Fragmento seleccionado:
Peor aún, mientras más las empresas han comenzado a adoptar la responsabilidad corporativa, más se las han culpado por las fallas de la sociedad. La legitimidad de las empresas ha caído a niveles inéditos en la historia reciente.  Esta pérdida de confianza en las compañías lleva a que los líderes políticos tomen medidas que socavan la competitividad y minan el crecimiento económico.  Las empresas están atrapadas en un círculo vicioso.

Buena parte del problema se halla en las mismas compañías, las que siguen entrampadas en un enfoque anticuado de la creación de valor que ha surgido a lo largo de las décadas pasadas.  Siguen teniendo una visión estrecha de la creación de valor, optimizando el desempeño financiero de corto plazo dentro de una burbuja mientras pasan por alto las necesidades más importantes de los clientes e ignoran las influencias más amplias que determinan su éxito en el largo plazo.

¿Cómo explicar, si no, que pasaran por alto el bienestar de sus clientes, la depredación de los recursos naturales vitales para sus negocios, la viabilidad de sus proveedores clave o las penurias económicas de las comunidades donde producen y venden? ¿Cómo explicar, si no, que las empresas creyeran que limitarse a cambiar ciertas actividades a países con sueldos cada vez más bajos era una “solución” sustentable para los desafíos competitivos?

Los gobiernos y la sociedad civil a menudo han exacerbado el problema al tratar de abordar las debilidades sociales a costa de las empresas.  Los presuntos trade-offs entre la eficiencia económica y el progreso social han sido institucionalizados por décadas de políticas públicas.

Las empresas deben asumir el liderazgo para volver a unir los negocios con las sociedad.  Ya hay empresas más avanzadas y pensadores líderes que reconocen esta necesidad, y ya están emergiendo elementos promisorios de un nuevo modelo. Pero todavía falta un marco general para guiar estos esfuerzos y la mayoría de las empresas sigue pegada en la mentalidad de la “responsabilidad social” donde los problemas sociales están en la periferia, no en el centro.

Ejercicios:
1 – Duplica, sin alterar una sola palabra, la porción del texto sobre empresas y sociedad que comienza en "Los gobiernos y" y termina en "en el centro.".
2 – Traduce al inglés esta oración del texto sobre empresas y sociedad: "La legitimidad de las empresas ha caído a niveles inéditos en la historia reciente."
3 – Prolonga el texto sobre la relación entre las empresas y la sociedad, empezando justo después de su última oración.

Material proporcionado:
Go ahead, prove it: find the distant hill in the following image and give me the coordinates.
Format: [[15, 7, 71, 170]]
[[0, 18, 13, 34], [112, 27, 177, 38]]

Respuestas por ejercicio:
1 –
Los gobiernos y la sociedad civil a menudo han exacerbado el problema al tratar de abordar las debilidades sociales a costa de las empresas.  Los presuntos trade-offs entre la eficiencia económica y el progreso social han sido institucionalizados por décadas de políticas públicas.

Las empresas deben asumir el liderazgo para volver a unir los negocios con las sociedad.  Ya hay empresas más avanzadas y pensadores líderes que reconocen esta necesidad, y ya están emergiendo elementos promisorios de un nuevo modelo. Pero todavía falta un marco general para guiar estos esfuerzos y la mayoría de las empresas sigue pegada en la mentalidad de la “responsabilidad social” donde los problemas sociales están en la periferia, no en el centro.

2 – The legitimacy of business has fallen to levels unprecedented in recent history.

3 –
La solución está en el principio del valor compartido, que involucra crear valor económico de una manera que también cree valor para la sociedad al abordar sus necesidades y desafíos. Las empresas deben reconectar  su éxito de negocios con el progreso social.  El valor compartido no es responsabilidad social ni filantropía y ni siquiera sustentabilidad, sino una nueva forma de éxito económico.  No está  en el margen de lo que hacen las empresas, sino en el centro.  Creemos que puede iniciar la próxima gran transformación en el pensamiento de negocios.

Un creciente número de empresas  conocidas por ser muy rigurosas en sus  negocios ya se ha embarcado en importantes esfuerzos por crear valor compartido, al reconcebir la intersección entre  la sociedad y el desempeño corporativo.  Pero recién estamos empezando a reconocer el poder transformador del valor compartido.  Para un reconocimiento pleno se requiere que los líderes y ejecutivos desarrollen habilidades y conocimientos, con una mirada mucho más profunda de las necesidades de la sociedad, una mejor comprensión de las verdaderas bases de la productividad de la compañía y la capacidad de colaborar entre los entes con y sin fines de lucro.  Y el gobierno debe aprender a regular de maneras que permitan el valor compartido en vez de impedirlo.

El capitalismo es un vehículo inigualable para satisfacer las necesidades humanas, mejorar la eficiencia, crear trabajo y  generar riqueza. Pero una concepción estrecha del capitalismo ha impedido que las empresas exploten todo su potencial para satisfacer las necesidades más amplias de la sociedad.  Las oportunidades han estado siempre allí pero no han sido percibidas.  Las empresas que actúan como empresas, no como donantes caritativos, son la fuerza más poderosa para abordar los apremiantes problemas que enfrentamos.  Llegó el momento de una nueva concepción del capitalismo; las necesidades de la sociedad son grandes y crecientes, mientras que los clientes, empleados y una nueva generación de jóvenes están pidiendo que las empresas den el primer paso para abordarlas.

El propósito de la corporación debe ser redefinido: es la creación de valor compartido, no sólo las utilidades per se.  Esto impulsa una nueva oleada de innovación y crecimiento de la productividad en la economía global.  También le dará una nueva forma al capitalismo y su relación con la sociedad. Y tal vez, lo más importante, aprender a crear valor compartido es nuestra mejor oportunidad para volver a legitimar a las empresas.

Ir más allá del los trade-offs

Las empresas y la sociedad se han venido enfrentando desde hace mucho tiempo.  Esto es así en parte porque los economistas han legitimado la idea de que las empresas deben morigerar su éxito económico para entregar beneficios a la sociedad.  En el pensamiento neoclásico, todo requerimiento de mejora social, como más seguridad o la contratación de discapacitados, impone un límite a la corporación.  Al agregar una limitación a una empresa que ya está maximizando sus utilidades, dice la teoría, inevitablemente suben los costos y se reducen esas utilidades.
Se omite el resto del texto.